# [PROBLEM TO SOLVE]
Your task is to reproduce exactly the lines from the line with "Could you point to the man's dark" through the end of the records below.

• • • • • • •

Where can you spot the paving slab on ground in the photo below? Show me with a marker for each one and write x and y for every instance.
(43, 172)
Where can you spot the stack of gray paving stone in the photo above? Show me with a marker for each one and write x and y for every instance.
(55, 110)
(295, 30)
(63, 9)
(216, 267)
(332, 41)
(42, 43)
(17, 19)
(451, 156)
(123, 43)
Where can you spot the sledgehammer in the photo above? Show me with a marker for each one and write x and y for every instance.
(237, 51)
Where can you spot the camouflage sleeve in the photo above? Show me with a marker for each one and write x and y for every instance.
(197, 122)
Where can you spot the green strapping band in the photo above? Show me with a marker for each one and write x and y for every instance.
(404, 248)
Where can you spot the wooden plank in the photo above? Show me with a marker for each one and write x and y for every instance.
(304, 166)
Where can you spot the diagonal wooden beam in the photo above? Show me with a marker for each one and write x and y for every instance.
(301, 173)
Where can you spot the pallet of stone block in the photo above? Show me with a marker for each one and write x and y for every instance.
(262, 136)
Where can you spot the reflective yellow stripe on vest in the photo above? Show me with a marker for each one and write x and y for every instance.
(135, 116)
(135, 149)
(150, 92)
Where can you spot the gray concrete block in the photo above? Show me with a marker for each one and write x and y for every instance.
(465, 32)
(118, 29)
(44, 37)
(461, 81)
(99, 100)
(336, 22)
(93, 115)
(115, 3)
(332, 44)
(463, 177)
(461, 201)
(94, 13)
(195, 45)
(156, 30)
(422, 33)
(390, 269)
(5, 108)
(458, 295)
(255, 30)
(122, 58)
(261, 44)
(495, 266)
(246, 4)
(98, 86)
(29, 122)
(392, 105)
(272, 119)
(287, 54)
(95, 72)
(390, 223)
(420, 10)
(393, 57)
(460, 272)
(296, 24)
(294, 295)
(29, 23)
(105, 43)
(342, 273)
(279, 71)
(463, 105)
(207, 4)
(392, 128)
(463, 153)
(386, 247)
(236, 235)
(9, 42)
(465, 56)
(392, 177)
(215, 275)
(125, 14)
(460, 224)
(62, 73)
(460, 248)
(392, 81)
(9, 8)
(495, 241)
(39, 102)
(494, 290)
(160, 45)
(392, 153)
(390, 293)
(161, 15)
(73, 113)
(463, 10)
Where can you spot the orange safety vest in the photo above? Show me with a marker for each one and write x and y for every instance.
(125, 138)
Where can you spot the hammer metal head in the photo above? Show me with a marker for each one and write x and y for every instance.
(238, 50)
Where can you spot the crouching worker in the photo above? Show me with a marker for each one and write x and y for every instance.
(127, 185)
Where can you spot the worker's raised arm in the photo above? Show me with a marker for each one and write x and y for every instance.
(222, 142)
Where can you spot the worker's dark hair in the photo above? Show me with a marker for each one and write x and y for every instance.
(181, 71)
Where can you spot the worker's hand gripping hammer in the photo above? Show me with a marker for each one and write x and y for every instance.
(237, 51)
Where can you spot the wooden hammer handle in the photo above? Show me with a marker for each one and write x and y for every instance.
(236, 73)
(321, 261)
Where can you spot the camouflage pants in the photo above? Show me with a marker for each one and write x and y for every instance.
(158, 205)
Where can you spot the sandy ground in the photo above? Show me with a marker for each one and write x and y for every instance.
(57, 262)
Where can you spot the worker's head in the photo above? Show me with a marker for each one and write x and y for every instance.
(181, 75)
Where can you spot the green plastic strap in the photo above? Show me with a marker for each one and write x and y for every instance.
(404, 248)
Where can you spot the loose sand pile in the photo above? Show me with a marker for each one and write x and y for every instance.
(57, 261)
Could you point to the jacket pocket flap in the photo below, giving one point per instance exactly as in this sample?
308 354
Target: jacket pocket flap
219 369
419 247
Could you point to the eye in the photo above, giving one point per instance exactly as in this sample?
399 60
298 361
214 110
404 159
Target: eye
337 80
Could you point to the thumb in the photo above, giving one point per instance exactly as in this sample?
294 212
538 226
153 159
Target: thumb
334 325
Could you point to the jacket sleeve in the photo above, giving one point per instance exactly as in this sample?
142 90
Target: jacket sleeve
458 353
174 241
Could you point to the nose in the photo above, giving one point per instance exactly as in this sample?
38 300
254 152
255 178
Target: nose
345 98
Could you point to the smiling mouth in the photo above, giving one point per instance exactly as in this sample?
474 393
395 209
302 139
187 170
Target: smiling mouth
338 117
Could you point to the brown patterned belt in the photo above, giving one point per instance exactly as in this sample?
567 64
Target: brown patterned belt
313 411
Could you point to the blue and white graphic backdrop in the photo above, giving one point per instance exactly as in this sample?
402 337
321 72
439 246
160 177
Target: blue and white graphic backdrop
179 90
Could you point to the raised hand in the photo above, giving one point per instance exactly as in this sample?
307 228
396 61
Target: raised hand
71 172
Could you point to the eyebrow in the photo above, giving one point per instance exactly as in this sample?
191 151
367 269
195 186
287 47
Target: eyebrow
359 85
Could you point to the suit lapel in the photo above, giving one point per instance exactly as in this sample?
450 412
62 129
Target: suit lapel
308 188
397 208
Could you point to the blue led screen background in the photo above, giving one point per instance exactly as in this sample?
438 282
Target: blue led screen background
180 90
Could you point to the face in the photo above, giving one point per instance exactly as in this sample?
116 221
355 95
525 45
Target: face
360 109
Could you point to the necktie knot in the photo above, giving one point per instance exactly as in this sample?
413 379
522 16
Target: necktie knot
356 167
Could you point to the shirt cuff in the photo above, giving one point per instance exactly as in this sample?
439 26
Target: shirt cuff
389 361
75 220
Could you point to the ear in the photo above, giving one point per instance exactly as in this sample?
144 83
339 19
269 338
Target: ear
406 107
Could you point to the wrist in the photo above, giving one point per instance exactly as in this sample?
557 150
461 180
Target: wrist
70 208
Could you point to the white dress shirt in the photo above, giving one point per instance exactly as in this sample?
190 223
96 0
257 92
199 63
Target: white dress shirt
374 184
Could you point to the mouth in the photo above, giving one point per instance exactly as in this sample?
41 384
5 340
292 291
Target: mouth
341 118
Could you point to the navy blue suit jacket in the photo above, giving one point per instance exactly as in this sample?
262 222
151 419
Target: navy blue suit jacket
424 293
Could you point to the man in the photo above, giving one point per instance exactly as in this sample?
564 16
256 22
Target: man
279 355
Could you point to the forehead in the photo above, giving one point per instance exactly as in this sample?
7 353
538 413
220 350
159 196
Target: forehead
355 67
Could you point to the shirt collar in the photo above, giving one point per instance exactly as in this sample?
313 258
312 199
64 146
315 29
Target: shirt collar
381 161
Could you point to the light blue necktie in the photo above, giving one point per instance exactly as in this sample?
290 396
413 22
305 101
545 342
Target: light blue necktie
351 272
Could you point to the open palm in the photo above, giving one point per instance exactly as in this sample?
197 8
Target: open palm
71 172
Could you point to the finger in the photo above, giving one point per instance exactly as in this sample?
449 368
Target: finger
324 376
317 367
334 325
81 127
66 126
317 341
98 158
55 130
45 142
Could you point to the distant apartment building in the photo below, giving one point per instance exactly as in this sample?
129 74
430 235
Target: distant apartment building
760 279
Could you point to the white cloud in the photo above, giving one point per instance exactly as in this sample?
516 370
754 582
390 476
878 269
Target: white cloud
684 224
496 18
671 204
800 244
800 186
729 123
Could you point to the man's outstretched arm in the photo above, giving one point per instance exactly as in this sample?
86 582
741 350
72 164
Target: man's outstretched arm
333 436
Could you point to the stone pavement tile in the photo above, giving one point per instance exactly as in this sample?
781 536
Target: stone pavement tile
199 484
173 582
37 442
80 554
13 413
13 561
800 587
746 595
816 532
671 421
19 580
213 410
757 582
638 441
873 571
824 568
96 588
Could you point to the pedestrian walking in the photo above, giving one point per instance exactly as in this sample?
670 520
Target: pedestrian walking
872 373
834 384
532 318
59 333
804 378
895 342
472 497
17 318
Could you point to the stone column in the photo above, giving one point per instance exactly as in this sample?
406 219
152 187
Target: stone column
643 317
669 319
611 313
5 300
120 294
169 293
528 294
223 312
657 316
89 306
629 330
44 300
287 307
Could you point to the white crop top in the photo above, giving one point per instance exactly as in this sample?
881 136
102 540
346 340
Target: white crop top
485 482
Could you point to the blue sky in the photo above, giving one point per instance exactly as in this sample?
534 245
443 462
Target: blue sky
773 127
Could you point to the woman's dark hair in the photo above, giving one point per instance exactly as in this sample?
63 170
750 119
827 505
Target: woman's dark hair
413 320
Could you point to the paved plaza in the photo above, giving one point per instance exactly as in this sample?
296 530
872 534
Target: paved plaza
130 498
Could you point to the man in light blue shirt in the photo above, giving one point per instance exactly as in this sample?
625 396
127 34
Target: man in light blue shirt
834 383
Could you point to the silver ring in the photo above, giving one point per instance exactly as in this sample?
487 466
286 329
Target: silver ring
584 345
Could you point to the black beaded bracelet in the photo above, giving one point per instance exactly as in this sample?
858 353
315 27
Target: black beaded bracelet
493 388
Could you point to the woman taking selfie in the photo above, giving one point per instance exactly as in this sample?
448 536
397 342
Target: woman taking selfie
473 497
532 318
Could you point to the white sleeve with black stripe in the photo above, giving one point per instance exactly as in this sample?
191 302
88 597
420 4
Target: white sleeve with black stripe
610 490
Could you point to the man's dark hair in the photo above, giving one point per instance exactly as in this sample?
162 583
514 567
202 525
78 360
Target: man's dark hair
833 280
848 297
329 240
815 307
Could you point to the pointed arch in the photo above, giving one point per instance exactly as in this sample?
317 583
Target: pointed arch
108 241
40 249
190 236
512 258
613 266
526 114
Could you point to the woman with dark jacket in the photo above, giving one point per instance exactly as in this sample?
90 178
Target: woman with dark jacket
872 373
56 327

• • • • • • •

# [RIGHT ANSWER]
Could you point to the man's dark hair in the photo above, giving one point per instance exactly as in this sample?
162 583
514 567
202 525
78 360
Target: man's dark hair
833 280
848 297
329 240
815 307
Could you point to the pointed arch in the photo above, giving one point per instance exactly as in this sample?
317 583
Target: pointed arch
108 241
40 249
190 236
512 258
613 266
526 114
Could you point to the woman with dark jacket in the photo above, giving one point per instance exactly as in this sample?
90 178
Target: woman with dark jacket
872 373
56 327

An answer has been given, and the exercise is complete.